** PASSAGE FOR REVIEW **
•••••

This year hasn’t been great – quite ungreat, actually. Lots of depression, lots of horrible treatment, some irritable and elevated mood and some shorter times of feeling reasonably normal. The problem with feeling better, though, is that it hasn’t lasted, and it’s all very hard to predict. Here I am having ECT again. I thought that after last winter I would be able to wave goodbye to it for good, but not so. Things aren’t as bad as they were then, but I can’t work just now, and I don’t know what will happen next.
It could all be worse. On this occasion I’m having unilateral ECT in the hope that my memory won’t be as badly affected, and I think it is better. The problem is that I can’t actually remember what I’ve forgotten, so it might not be as good as I think, but my ever tolerant husband thinks that it is a lot better. What I’m hoping is that if I need to have maintenance ECT, even for a while, then that will be less often, and I might actually get back to work, but who knows? I have quite a lot of worries – that I may not recover enough, that I’ll recover too much, that my illness is generally becoming worse, and I can expect less stability – but I’m hopefully overthinking things. And I know I’m a lot luckier than many.
I do think ECT helps me. I know there are others who would not agree – who don’t consider that it has helped their symptoms, and, worse, that the side effects, largely affecting memory and cognition, are intolerable. They deserve to be listened to, just as much as I do. But for me, being denied ECT would potentially deny me the chance of getting better. I’m also taking medication, which I hope will keep me well, although for me, the side effects of the drugs are generally worse.
Side effects are always interesting – as clinicians, we must ask about them. And in my view we must ask specifically, as well as starting with open questions. There are side effects that some find hard to mention – for example effects on libido, and also on weight. The latter could be obvious, but not necessarily, and people may feel ashamed or even unattractive as a result of both of these, which isn’t always easy to admit to. Obesity, to some degree or other, is fairly common on antipsychotics, and it’s very hard to shed. One of my other pet hates has been the effect on oral health, probably down to dry mouth, and possibly also craving sweet things. My teeth are hanging on – by the skin of their teeth! – but much has been invested in keeping them there. A lot of effort also goes into trying not to eat too much, but I challenge anyone on a healthy dose of quetiapine to maintain an elegant silhouette. I suppose it does send you off into a lovely sleep, but getting out of bed is considerably harder. I always like to boast that lithium not only seems to work well for me, but has no side effects at all – but there’s always my kidneys simmering away at the back of my mind, waiting to cause problems. Hopefully not.

•••••

** TASK REQUIREMENTS **
(a) Retype the essay about ECT between "This year hasn’t" and "will happen next.", inclusive.
(b) Continue the essay about ECT from its final sentence.
The listing has no connection to the essay about ECT.

Source data
•••••

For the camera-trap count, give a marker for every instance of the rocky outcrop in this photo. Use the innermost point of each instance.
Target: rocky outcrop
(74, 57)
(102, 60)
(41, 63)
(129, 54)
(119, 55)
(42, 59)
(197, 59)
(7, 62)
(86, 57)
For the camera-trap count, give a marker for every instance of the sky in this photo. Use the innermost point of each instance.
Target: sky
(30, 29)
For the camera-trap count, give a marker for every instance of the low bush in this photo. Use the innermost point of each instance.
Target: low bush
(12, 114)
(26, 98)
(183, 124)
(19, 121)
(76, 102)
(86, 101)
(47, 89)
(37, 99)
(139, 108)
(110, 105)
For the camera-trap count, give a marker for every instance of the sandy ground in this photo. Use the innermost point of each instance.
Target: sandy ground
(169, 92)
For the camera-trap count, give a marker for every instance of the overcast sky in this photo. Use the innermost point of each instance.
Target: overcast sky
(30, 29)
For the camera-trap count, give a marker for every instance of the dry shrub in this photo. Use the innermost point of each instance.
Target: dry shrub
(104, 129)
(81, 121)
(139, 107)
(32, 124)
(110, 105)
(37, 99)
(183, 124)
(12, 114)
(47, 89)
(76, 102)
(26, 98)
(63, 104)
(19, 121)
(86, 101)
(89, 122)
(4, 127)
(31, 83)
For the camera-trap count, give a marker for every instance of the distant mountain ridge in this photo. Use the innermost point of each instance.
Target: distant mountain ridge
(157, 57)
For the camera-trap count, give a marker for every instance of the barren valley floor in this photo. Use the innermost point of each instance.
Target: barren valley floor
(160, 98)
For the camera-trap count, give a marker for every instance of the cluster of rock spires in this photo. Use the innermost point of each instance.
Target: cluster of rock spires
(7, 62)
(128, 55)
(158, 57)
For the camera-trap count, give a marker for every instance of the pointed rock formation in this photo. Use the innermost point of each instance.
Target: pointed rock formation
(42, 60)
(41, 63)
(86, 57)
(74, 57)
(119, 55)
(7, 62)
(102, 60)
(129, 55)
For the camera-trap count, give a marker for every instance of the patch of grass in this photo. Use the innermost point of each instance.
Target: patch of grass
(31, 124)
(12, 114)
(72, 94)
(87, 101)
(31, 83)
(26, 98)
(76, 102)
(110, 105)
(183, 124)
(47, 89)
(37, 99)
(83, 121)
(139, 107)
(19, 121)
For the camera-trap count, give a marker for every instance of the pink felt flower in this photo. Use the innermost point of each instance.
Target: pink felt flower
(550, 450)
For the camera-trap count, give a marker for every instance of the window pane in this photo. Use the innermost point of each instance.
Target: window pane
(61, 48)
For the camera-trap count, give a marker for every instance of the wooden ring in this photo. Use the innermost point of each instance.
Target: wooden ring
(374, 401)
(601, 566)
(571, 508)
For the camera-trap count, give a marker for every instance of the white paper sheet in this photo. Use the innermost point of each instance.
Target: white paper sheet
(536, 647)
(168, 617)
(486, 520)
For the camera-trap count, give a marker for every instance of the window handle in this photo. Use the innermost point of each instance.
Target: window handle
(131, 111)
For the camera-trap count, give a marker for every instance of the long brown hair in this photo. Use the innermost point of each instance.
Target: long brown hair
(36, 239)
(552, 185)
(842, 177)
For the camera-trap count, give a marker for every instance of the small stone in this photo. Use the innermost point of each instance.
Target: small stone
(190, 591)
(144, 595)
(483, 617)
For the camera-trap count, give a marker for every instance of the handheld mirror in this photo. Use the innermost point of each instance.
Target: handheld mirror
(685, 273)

•••••

** SOLVED TASKS **
(a)
This year hasn’t been great – quite ungreat, actually. Lots of depression, lots of horrible treatment, some irritable and elevated mood and some shorter times of feeling reasonably normal. The problem with feeling better, though, is that it hasn’t lasted, and it’s all very hard to predict. Here I am having ECT again. I thought that after last winter I would be able to wave goodbye to it for good, but not so. Things aren’t as bad as they were then, but I can’t work just now, and I don’t know what will happen next.

(b)
I don’t think I can write much more. I’m trying to think, and I can’t think properly, but this morning’s ECT is probably to blame. I wish staff wore big badges in the ECT suite. In the bad old days, especially when treatment was in the old building, I was hard pushed to learn or remember anyone’s name. This year has been the first time that I’ve been able to keep my contact lenses in, and that does make a massive difference, but I still don’t recognise most of the staff, or remember their names. Today was easier, as I saw someone I knew from work – bizarrely it was comforting, as I knew who they were. I will persevere. It’s difficult, having an illness and treatment that people view in different ways, and about which they have a multitude of beliefs. I first became ill some decades ago, and it’s been very hard to accept. I have thought and written about it, and that has helped, but there will always be some doubt expressed by others, and sometimes even by myself. And in 500 years’ time, what will people think about our mental illnesses and their treatments? But perhaps this doesn’t matter. Perhaps the most important thing is to share and understand to the best of our ability, and if things get better in the future, to celebrate this. In the meantime, we must just do as well as we can, both for others and ourselves.